### [Extract provided]

* * * * *

The Company requested its Application be processed via Modified Procedure.
On April 6, 2020, the Commission issued a Notice of Application and Notice of
Intervention Deadline. Idaho Conservation League, Idaho Irrigation Pumpers Association, Inc.,
Industrial Customers of Idaho Power, and City of Boise City (“Boise City” or “City”) petitioned
to intervene.
On May 6, 2020, the Commission issued a Notice of Modified Procedure setting an August
13, 2020 public comment deadline and an August 27, 2020 Company reply deadline. Order No.
34660. A technological glitch caused a delay in discovery. In order to allow the parties adequate
time to review the delayed discovery and compile comments, the Commission amended the
original comment deadlines. On August 3, 2020, the Commission issued Order No. 34739
extending the comment deadline to August 27, 2020 and the reply deadline to September 10, 2020.
Comments were received from Commission Staff and Boise City. The Company filed reply
comments.
Having reviewed the record, the Commission now issues this final Order.
BACKGROUND
“DSM” generally refers to utility activities and programs that encourage customers (i.e.,
on the “demand-side” as opposed to the “generation side”) to use less overall energy or use less
ORDER NO. 34827 2
energy during peak usage hours. The Commission has “consistently stated that cost-effective DSM
programs are in the public interest and has admonished electric utilities operating in the State of
Idaho to develop and implement DSM programs in order to promote energy efficiency.”
Application at 2 (quoting Order No. 32113 at 8). To further the Commission’s stated objectives,
the Company asserted it “implements and manages a wide range of opportunities for its customers
to participate in DSM activities, to be informed about energy use, and to use electricity wisely.”

* * * * *

### [Material]
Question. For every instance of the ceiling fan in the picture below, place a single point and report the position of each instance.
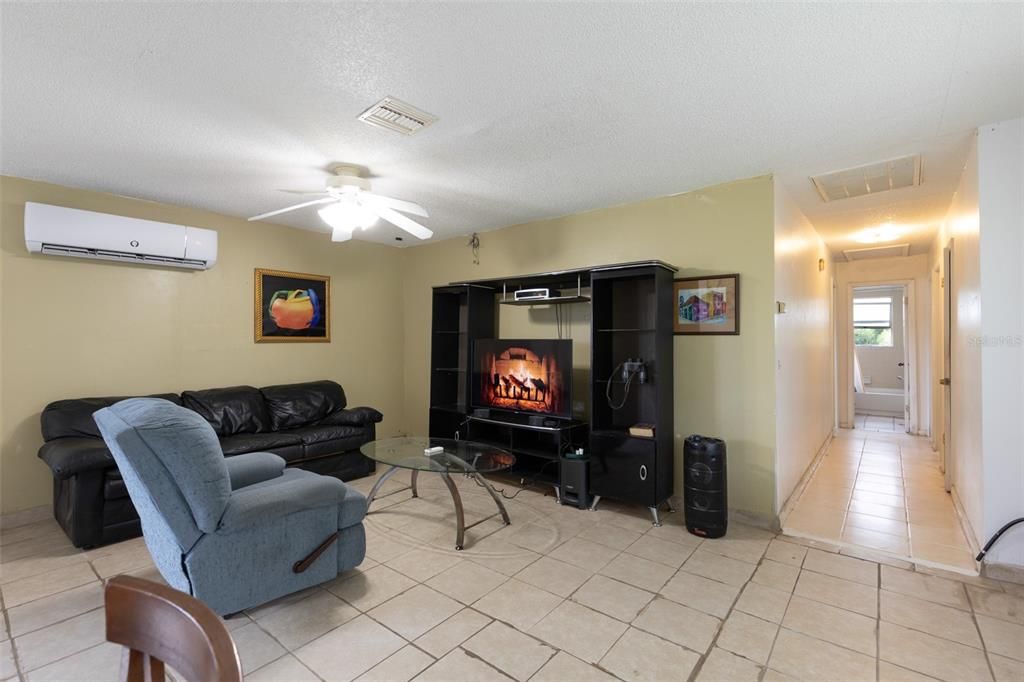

* * * * *

### [Instructions for the task]
Quote the part of the order excerpt between "On May 6, 2020, the" and "this final Order.", inclusive, word for word. The material that comes after this regulatory order excerpt has no connection to it.

### [Answer to this exercise]
On May 6, 2020, the Commission issued a Notice of Modified Procedure setting an August
13, 2020 public comment deadline and an August 27, 2020 Company reply deadline. Order No.
34660. A technological glitch caused a delay in discovery. In order to allow the parties adequate
time to review the delayed discovery and compile comments, the Commission amended the
original comment deadlines. On August 3, 2020, the Commission issued Order No. 34739
extending the comment deadline to August 27, 2020 and the reply deadline to September 10, 2020.
Comments were received from Commission Staff and Boise City. The Company filed reply
comments.
Having reviewed the record, the Commission now issues this final Order.